Extract
##############################

-
Notifications
You must be signed in to change notification settings - Fork 0
Input Data Format
This page details the required format for the input data used in this R package. The package requires one primary data file (for protein/analyte values) and can optionally accept a second file containing experimental conditions or sample metadata.
The main input is a dataframe containing your protein expression data. The structure must follow these rules:
- Rows: Each row should represent a single protein or analyte.
- Columns: The columns should contain both metadata about the proteins (e.g., Protein ID, Gene Name, UniProt Accession) and the quantitative values for each sample. The column headers for your samples will be used to link to the condition data. Sample columns must come after analyte metadata columns.
Here is a small example of a correctly formatted protein data dataframe.

##############################

Source material

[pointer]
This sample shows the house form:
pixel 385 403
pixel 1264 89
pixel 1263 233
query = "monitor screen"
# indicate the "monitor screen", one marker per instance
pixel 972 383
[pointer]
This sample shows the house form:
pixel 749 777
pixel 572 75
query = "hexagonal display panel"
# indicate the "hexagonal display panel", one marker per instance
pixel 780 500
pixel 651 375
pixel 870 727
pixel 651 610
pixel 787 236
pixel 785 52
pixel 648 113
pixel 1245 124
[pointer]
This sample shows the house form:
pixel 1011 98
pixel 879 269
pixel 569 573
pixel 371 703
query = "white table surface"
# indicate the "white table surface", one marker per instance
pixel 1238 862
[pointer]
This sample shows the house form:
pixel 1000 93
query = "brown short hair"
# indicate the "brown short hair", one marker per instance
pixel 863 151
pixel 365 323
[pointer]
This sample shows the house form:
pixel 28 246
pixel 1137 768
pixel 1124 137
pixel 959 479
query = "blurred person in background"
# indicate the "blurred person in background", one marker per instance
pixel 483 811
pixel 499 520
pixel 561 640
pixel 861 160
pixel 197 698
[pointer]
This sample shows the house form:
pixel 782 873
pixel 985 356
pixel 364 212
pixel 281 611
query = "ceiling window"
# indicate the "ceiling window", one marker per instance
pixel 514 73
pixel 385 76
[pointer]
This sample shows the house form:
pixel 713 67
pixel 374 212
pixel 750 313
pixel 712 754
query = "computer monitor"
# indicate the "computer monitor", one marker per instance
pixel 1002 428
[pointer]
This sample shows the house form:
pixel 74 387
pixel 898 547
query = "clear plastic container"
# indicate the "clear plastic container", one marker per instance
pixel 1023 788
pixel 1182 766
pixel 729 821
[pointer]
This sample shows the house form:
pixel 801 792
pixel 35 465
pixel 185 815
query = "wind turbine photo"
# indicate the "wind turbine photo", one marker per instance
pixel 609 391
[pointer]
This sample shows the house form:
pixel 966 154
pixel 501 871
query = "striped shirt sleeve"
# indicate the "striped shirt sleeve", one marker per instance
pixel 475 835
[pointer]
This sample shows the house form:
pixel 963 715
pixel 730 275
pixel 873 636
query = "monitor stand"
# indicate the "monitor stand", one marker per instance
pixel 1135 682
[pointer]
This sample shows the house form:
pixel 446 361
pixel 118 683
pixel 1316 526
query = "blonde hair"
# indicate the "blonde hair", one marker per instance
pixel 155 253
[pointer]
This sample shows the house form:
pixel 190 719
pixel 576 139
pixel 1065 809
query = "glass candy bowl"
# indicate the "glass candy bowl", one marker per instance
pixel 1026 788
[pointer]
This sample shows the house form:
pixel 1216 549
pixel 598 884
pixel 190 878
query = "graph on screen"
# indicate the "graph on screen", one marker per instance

##############################

What you will do
**a)** Reproduce the passage of the input data format page starting with "The main input" and going on through "protein data dataframe.".
**b)** List the examples of protein metadata that the input data format page gives for the columns of the main input dataframe.
These records were drawn from a separate source and are unrelated to the input data format page.

Responses to the tasks
**a)**
The main input is a dataframe containing your protein expression data. The structure must follow these rules:
- Rows: Each row should represent a single protein or analyte.
- Columns: The columns should contain both metadata about the proteins (e.g., Protein ID, Gene Name, UniProt Accession) and the quantitative values for each sample. The column headers for your samples will be used to link to the condition data. Sample columns must come after analyte metadata columns.
Here is a small example of a correctly formatted protein data dataframe.

**b)**
- Protein ID
- Gene Name
- UniProt Accession